Parts of the exercise:
1. Repeat the Mercedes 600 passage word for word from "I was offered" up to and including "on the wings.".
2. Find each line in the records that contains the word "patch" and copy those lines out.

Excerpted passage:
-*-*-
I was offered a Mercedes 600 for two grand the other day. Sadly it was not the imposing air-suspended original but the bloated V12 car from the early 90s. In time perhaps this brutal car will enjoy some kudos but I'm not there yet on that one. I love my lemons, my barges, my lost causes, but even by my standards it just seemed a redundant, out-of-fashion dinosaur although I might have enjoyed telling people--for a couple of weeks anyway--that it cost its first owner £100,000 new.
Quite how the original 600 transcended that dinosaur period I'm not quite sure but somehow it never seemed remotely frivolous or throw away; dignity, technology and a sense of occasion were at the heart of what the car was about, what it is still about. Even if you saw a 600 today you'd be looking for the motorcycle out riders and the flags on the wings.
-*-*-
Records for pointing at named objects:
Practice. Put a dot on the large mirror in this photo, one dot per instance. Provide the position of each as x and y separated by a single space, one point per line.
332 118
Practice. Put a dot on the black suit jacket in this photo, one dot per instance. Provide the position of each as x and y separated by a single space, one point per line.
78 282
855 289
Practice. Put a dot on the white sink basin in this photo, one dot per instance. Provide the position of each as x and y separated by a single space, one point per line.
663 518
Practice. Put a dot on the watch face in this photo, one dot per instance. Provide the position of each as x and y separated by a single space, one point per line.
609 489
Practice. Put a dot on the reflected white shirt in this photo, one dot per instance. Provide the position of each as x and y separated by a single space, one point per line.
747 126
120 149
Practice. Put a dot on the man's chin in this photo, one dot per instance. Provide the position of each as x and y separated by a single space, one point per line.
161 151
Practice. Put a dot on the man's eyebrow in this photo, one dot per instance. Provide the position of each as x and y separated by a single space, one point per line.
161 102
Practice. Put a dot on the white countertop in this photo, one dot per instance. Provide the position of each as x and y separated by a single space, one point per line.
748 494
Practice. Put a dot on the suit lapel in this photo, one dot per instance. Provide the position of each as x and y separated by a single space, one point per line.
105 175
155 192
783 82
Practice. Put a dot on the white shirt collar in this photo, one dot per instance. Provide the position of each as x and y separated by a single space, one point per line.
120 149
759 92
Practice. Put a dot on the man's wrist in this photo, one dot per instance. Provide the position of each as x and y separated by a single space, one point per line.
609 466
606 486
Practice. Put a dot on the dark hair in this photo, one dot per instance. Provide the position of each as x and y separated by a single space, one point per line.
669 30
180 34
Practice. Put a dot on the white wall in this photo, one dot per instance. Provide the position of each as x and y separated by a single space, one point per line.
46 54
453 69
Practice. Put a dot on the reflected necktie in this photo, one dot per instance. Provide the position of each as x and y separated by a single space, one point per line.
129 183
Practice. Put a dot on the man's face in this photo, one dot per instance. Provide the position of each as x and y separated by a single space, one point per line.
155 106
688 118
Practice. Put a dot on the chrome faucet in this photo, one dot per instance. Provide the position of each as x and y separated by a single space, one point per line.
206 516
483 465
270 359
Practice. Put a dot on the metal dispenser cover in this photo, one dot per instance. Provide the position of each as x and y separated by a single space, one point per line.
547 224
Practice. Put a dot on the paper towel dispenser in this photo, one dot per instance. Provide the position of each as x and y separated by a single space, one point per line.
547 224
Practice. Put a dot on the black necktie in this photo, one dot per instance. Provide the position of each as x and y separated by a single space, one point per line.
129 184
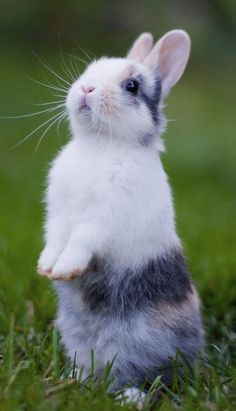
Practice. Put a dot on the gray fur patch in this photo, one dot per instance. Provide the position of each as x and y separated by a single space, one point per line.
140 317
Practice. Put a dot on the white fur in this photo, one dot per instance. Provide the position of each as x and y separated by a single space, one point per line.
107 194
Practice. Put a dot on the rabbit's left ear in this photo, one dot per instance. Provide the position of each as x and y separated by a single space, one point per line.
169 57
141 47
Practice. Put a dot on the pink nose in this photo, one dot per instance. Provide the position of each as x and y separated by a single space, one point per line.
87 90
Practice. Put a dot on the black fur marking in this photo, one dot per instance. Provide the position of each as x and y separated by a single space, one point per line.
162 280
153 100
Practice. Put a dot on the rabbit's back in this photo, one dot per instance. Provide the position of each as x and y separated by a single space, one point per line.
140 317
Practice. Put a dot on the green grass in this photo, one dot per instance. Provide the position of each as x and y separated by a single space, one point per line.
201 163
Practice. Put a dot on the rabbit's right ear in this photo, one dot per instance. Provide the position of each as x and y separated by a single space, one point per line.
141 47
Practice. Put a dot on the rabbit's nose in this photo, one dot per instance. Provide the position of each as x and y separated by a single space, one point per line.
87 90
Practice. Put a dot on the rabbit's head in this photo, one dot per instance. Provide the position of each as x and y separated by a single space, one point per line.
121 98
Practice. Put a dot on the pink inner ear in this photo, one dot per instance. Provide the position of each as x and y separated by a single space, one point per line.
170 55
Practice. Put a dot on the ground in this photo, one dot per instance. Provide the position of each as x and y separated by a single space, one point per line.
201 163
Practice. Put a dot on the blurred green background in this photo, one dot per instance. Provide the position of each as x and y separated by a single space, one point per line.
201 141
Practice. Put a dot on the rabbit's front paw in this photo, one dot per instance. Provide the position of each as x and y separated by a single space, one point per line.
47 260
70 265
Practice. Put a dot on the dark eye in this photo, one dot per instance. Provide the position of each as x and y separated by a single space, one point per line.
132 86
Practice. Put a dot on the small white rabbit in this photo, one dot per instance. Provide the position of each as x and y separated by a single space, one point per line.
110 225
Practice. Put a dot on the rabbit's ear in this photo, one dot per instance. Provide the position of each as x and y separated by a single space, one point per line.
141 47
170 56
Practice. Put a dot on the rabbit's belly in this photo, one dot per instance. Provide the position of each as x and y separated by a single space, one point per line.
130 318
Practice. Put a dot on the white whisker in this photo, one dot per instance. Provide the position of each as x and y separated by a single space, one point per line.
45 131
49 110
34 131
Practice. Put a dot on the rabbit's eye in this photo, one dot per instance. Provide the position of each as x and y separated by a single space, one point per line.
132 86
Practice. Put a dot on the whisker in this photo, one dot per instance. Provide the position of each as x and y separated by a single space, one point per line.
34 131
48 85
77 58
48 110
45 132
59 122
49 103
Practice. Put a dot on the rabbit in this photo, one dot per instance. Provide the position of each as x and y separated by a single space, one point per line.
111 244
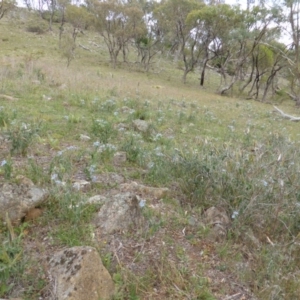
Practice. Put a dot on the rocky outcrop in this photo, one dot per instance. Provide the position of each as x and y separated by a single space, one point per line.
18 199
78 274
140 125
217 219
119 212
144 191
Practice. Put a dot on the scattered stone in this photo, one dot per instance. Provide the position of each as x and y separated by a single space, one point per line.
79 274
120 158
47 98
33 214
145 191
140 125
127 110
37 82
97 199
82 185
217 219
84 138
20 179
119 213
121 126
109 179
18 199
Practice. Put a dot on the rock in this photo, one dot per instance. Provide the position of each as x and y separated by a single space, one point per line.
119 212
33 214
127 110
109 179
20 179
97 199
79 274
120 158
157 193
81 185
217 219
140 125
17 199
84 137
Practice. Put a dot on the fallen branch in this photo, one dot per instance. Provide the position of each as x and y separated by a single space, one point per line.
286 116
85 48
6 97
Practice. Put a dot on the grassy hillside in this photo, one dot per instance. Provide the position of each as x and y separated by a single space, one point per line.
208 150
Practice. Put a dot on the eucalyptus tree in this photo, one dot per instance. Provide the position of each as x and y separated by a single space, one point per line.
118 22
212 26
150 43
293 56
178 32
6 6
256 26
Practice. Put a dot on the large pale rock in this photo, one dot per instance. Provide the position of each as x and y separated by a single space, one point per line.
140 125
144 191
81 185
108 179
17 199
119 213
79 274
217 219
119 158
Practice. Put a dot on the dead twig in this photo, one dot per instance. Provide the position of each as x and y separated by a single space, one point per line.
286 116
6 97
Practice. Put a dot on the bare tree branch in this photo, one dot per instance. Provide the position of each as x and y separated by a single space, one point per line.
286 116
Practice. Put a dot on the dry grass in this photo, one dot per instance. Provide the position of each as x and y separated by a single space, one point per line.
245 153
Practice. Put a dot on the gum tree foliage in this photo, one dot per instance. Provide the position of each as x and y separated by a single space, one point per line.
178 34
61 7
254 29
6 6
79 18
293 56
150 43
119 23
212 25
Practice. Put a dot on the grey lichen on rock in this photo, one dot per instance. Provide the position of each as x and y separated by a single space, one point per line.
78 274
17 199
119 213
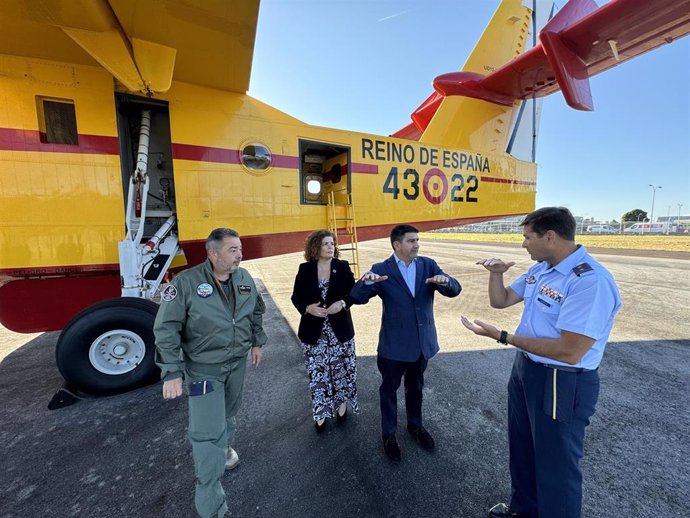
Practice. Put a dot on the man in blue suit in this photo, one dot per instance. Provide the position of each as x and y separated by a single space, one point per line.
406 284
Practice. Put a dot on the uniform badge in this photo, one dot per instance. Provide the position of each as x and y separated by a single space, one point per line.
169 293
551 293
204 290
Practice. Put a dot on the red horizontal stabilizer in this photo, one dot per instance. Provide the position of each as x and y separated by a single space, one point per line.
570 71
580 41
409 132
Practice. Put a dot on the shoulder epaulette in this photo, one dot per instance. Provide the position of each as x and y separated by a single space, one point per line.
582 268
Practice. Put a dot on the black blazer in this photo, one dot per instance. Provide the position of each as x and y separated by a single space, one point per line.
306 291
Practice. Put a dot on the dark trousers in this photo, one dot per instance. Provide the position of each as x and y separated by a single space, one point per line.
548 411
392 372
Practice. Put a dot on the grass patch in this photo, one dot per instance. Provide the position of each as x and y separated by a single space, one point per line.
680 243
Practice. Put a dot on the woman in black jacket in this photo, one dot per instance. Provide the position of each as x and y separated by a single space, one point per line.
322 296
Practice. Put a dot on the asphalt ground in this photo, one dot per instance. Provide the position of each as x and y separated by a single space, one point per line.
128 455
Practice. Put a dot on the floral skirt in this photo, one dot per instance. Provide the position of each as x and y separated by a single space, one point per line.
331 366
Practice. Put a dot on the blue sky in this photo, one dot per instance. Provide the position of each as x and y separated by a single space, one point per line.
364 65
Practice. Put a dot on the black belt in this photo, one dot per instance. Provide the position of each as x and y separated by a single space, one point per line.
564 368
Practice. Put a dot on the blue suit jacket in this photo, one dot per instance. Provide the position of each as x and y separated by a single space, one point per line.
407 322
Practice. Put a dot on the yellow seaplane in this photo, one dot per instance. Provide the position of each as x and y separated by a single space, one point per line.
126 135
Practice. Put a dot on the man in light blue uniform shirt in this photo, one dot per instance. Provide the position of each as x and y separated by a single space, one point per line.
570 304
-*-*-
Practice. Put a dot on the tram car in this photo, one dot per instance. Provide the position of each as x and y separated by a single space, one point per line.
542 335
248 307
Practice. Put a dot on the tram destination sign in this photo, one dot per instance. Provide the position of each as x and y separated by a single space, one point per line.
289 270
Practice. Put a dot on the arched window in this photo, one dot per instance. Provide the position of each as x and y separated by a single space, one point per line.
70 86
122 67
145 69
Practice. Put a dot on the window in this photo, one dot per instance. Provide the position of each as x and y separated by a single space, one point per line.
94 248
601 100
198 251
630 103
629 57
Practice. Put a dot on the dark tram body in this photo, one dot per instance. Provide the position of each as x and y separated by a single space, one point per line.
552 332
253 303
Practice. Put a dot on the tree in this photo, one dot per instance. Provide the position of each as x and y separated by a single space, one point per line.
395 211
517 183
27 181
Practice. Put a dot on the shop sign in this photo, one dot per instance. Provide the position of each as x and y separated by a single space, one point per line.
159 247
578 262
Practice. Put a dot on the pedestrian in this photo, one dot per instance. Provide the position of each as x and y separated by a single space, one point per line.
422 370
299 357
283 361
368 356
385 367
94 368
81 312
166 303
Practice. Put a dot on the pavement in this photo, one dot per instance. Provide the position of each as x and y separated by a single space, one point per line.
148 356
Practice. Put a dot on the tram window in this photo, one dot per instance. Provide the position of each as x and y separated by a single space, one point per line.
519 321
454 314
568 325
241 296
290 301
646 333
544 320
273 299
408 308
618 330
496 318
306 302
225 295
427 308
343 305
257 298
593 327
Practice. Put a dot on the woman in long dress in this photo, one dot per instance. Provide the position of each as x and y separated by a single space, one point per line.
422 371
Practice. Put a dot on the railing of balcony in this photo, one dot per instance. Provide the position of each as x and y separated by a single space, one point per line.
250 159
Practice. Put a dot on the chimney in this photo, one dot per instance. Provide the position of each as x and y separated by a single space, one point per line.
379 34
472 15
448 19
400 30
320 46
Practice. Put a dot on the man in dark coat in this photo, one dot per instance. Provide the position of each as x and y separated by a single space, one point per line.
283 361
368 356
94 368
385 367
-*-*-
In response:
1.
I was offered a Mercedes 600 for two grand the other day. Sadly it was not the imposing air-suspended original but the bloated V12 car from the early 90s. In time perhaps this brutal car will enjoy some kudos but I'm not there yet on that one. I love my lemons, my barges, my lost causes, but even by my standards it just seemed a redundant, out-of-fashion dinosaur although I might have enjoyed telling people--for a couple of weeks anyway--that it cost its first owner £100,000 new.
Quite how the original 600 transcended that dinosaur period I'm not quite sure but somehow it never seemed remotely frivolous or throw away; dignity, technology and a sense of occasion were at the heart of what the car was about, what it is still about. Even if you saw a 600 today you'd be looking for the motorcycle out riders and the flags on the wings.

2.
Practice. Put a dot on the gray fur patch in this photo, one dot per instance. Provide the position of each as x and y separated by a single space, one point per line.
Practice. Put a dot on the grass patch in this photo, one dot per instance. Provide the position of each as x and y separated by a single space, one point per line.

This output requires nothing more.